The problem:
A precise repetition of every line below is the required answer.

Given data:

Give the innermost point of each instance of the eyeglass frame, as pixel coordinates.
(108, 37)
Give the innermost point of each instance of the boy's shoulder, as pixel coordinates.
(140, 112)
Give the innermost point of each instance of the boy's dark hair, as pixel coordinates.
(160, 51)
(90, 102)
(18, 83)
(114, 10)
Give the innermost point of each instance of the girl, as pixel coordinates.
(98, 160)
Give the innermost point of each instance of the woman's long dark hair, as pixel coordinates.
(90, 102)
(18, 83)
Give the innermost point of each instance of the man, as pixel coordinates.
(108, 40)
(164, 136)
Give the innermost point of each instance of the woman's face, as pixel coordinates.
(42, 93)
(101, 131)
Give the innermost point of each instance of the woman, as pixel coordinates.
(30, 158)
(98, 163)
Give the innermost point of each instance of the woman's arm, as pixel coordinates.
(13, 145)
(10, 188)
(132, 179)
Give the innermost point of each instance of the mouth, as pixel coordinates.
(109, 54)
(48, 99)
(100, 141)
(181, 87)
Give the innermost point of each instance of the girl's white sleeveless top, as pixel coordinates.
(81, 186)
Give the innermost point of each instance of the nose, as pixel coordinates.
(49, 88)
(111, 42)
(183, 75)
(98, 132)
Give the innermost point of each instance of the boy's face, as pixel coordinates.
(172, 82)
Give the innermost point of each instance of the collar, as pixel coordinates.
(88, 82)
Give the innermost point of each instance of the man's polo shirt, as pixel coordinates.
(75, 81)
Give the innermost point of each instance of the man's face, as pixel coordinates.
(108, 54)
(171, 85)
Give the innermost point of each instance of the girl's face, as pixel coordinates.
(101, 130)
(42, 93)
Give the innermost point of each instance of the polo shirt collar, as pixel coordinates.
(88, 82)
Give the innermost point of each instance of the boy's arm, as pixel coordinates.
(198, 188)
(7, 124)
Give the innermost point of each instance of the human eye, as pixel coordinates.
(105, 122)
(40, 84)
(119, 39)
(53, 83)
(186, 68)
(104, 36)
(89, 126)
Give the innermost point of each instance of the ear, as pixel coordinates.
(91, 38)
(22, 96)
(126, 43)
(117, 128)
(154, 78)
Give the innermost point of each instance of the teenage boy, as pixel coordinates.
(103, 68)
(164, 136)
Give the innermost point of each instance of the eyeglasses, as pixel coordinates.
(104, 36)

Written solution:
Give the innermost point of each instance of the eyeglass frame, as pixel coordinates.
(108, 37)
Give the innermost point of each instance of the boy's shoulder, as pixel coordinates.
(140, 112)
Give the innermost point of each instance of the boy's dark hair, as pixel coordinates.
(160, 51)
(90, 102)
(18, 83)
(114, 10)
Give the innermost point of each instance of the girl, as pixel coordinates.
(98, 160)
Give the innermost point of each instance of the woman's long dark hair, as pixel coordinates.
(90, 102)
(18, 83)
Give the innermost point of each instance of the man, as pixel coordinates.
(108, 40)
(164, 136)
Give the innermost point of each instance of the woman's face, as pixel coordinates.
(42, 93)
(101, 131)
Give the innermost point of each instance of the woman, as pixel coordinates.
(30, 158)
(98, 163)
Give the innermost point of each instance of the woman's arm, as pixel coordinates.
(13, 145)
(10, 188)
(132, 179)
Give the innermost point of each instance of the mouth, as pixel coordinates.
(109, 54)
(48, 99)
(100, 141)
(181, 87)
Give the innermost point of each instance of the girl's white sleeveless top, as pixel coordinates.
(81, 186)
Give the innermost point of each instance of the nose, as pixel coordinates.
(49, 88)
(111, 42)
(183, 75)
(98, 132)
Give the innermost point of each instance of the boy's face, as pixel coordinates.
(172, 82)
Give the innermost point of each instance of the collar, as pixel coordinates.
(88, 82)
Give the innermost point of each instance of the man's polo shirt, as pixel coordinates.
(75, 81)
Give the innermost point of each instance of the man's face, as pixel coordinates.
(108, 54)
(171, 85)
Give the innermost point of each instance of the girl's face, as pixel coordinates.
(101, 130)
(42, 93)
Give the innermost point of each instance of the polo shirt collar, as pixel coordinates.
(88, 82)
Give the innermost point of each instance of the boy's arm, as pixel coordinates.
(198, 188)
(7, 124)
Give the innermost point of each instance of the human eye, as pixel coordinates.
(105, 122)
(40, 84)
(119, 39)
(53, 83)
(186, 68)
(104, 36)
(89, 126)
Give the innermost point of each instance of the ear, as pixel coordinates.
(91, 38)
(22, 96)
(126, 43)
(117, 128)
(154, 78)
Give the innermost point of each instance of the teenage boy, as pixel coordinates.
(103, 68)
(164, 136)
Give the innermost point of each instance of the eyeglasses, as pixel coordinates.
(104, 36)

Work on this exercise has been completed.